* [DOCUMENT]
☆ ☆ ☆ ☆ ☆
Influential People Accounts Monitoring Using Machine Learning in Social Networks
Introduction
In this 21st century many breakthrough technologies have resulted in the development of various communication channels and social networking services i.e. twitter, facebook, myspace etc. over the internet while the dependence of large communities, societies and social lives of people on digital services have brought several challenges that need to be addressed such as diversified social engineering attacks, spams, online scams and financial frauds etc. New age of information has already started with the innovation of computers and the internet back in 1960’s. But today it has become compulsory to be aware of the entrapment while someone remains online and use digital services whether for personal use or office work. It is necessary to be careful while looking at the dissemination of misinformation despite it looks legitimate and coming from the known person. In this paper I will demonstrate the background information about the worldwide renowned cyber-attacks on commonly used social media platform by the vast number of people including, influencing personalities, celebrities, famous people and political entities and discuss the possible root causes that led these attacks to be happen and later will give an overview about what could be the reliable solution on both sides (People connected with online social network (twitter) and Online social network company (twitter) which offer these communication services from the technological and legal aspects of cyber security to avoid being a next target of malicious entities who have capabilities to destroy the reputation, gain financial advantage or influence the people on political biases. This paper provides some guidelines to the readers and social media company, what methods or strategies they can utilize in my opinion at their end to keep themselves secure and safe. The focus of this paper would be mainly consist on security of twitter and its audience since it has been a main target for the hackers frequently because of being a celebrities oriented platform.
Background Overview
With the rise of social media usage among the people, attackers have become more interested and involved in the online frauds and scams with the help of social engineering and offensive tools for their beneficial purpose. Since the beginning of internet hundreds of thousands of cyber-crimes have been conducted mostly by the bad actors in different regions of the world and the battle is still going on. Although it’s increasing with the more dependency of people on digital technologies. As the use of digital technologies have its own advantages such as people can do work easily in a very fast manner. But if we look on the other side of the coin, it contains certain number of lethal elements which are necessary to keep in mind from the security perspective. A massive 98 percent of respondents agreed with the statement that humans are weakest link in cyber security and over two-thirds agreed with this common fact strongly [1][2]. This paper addresses some of the early cyber-attacks on twitter and continues to the latest major cyber-attack happened in July2020. Corporates seeking to protect digital assets must face an uncomfortable truth, the biggest threat to cybersecurity lies within the company because of its link to different systems [2]. Later on there are some solutions and techniques presented that could play a part in reducing the risk of cyber-attacks on companies such as twitter or similar to this. I have taken help with solutions from different research areas available in the domain to narrow down the scope of this paper. Further details and suggested solution is presented based on my knowledge and understanding of different scenarios.
☆ ☆ ☆ ☆ ☆
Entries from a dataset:
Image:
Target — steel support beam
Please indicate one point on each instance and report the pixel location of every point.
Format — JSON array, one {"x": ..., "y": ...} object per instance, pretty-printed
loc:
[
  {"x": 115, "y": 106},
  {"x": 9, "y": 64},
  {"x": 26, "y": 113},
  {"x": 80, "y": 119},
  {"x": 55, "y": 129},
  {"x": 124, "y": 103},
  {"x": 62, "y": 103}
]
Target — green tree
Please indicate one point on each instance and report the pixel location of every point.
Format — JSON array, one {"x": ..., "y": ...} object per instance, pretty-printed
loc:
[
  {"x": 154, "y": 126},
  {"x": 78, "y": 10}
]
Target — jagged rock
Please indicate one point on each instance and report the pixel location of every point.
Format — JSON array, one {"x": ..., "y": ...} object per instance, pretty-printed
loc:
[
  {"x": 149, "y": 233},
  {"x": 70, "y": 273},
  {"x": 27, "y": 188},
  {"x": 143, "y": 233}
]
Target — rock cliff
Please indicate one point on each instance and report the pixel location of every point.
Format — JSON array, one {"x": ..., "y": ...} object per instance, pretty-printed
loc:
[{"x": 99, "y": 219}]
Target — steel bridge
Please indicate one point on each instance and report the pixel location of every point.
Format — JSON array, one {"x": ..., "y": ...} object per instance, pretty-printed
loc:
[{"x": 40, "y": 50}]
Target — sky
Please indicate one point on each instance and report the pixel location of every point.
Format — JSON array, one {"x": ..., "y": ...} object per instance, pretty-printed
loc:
☆ ☆ ☆ ☆ ☆
* [COMPLETE THE FOLLOWING]
[1] Name every challenge that the introduction of the paper on monitoring influential people's accounts says needs to be addressed.
[2] Summarize the paper on monitoring influential people's accounts in two sentences.
[3] Write the next part of the paper on monitoring influential people's accounts, picking up right after its final sentence.

* [RESPONSES PER TASK]
[1] Diversified social engineering attacks, spams, online scams, and financial frauds.

[2] The paper sets out to describe well-known cyber-attacks on Twitter, a platform used by celebrities, influential personalities and political entities, to discuss their possible root causes, and to outline technical and legal solutions for both users and the company. It notes that online frauds and scams have grown along with social media use and that humans are widely considered the weakest link in cyber security, and it covers attacks on Twitter from early ones through the major attack of July 2020.

[3]
Analysis and Discussion
It has been observed that, well known cyber-attacks in the history of twitter usually targeted the famous personalities who have strong attraction towards the audience. In January, 2009 twitter faced a security breach in the which hackers were able with relative ease to gain access to user accounts, including one used by President Barack Obama [6]. In 2010 anonymous hackers had attacked some 250,000 user accounts, accessing passwords and email addresses as well as other information [12]. Again in 2011 the prime minister of Thailand became the victim of identity theft [13]. This trend tends to continuously grow year on year basis. In the below mentioned table it can be seen clearly.
The pattern of the popular attacks can also be seen here with the help of graphical representation in Figure1. Although the pattern seems somehow similar except the 2016 attack which was the largest one but it was not involved any financial damage to the users. Most of the time the targeted audience on the twitter has been the celebrities who have great number of followings by their fans as depicted in the above table as well. In terms of financial damage to the audience on twitter the biggest cyber-attack in the history of twitter has been the bitcoin scam launched by three youngsters residing in USA aged between 17–20 years old on 15th of July 2020 [23] [4]. The three were managed to take control of the internal admin panel of twitter accounts by tricking an employee of the company via social engineering mechanism.
The screen shots of tweets from few celebrities or influencing personalities verified accounts are given below that seems to be legitimate but in original they are a nothing more than a trap planned by the hackers [4]. The young hackers behind this attack were managed to collect more than 100000$ and login credentials of users accounts in less than one hour after launching this attack [23] but after some days of continuous struggle they were caught by FBI and prosecuted in the court.
The foremost problem here is to understand why twitter is so vulnerable for its users although it might be the reason for its having low user base as compare to other social networking services around the world because most people don’t take it as a safe and secure platform. I would like to address the issues at the very specific point which is connected to the influential people on twitter and why they are easy catch again and again by bad actors in cyber space. I have discussed some tips in later sections that can be helpful in reducing the risk of being hacked by people.
Methodology to Solve the problem
In this paper widely published technique named as predictive analytics can be applied over the accounts of celebrities or influential people in the twitter platform to recognize and monitor the abnormal behavior of accounts activity to reduce the frequency of scamming attacks on its platform. The use of social platforms for communicating, sharing, storing and managing significant information, is attracting cybercriminals who misuse the Web to exploit vulnerabilities for their illicit benefits [7]. Impersonators, phishers, scammers and spammers crop up all the time in Online Social Networks (OSNs), social apps and services, to get personal information about people and very challenging to be easily identified[7]. Predictive analytics mainly consists of two steps [10]: —
Step 1: — In the first step archived data is fed into the algorithm for creation of patterns.
Step 2: — In the second step current data is mapped to same algorithm and patterns for predictions One of the famous machine learning supervised algorithm named as “Random forest” which is suitable for classification and regression can be utilized to predict the behavior in consolidated form by creating decision trees on data samples (social connections of people) and then gets the prediction from each of them and finally selects the best solution in an accumulated form [8].
Furthermore, the “Random Forest” itself includes four steps basically to perform the mentioned scenario [8] [9] [10].
Step 1 — To begin, start your selection of random samples from a given dataset related to domain.
Step 2 − Next, this algorithm will construct a decision tree for every sample. Then it will get the prediction result from every decision tree i.e. small decision trees generated by dividing data.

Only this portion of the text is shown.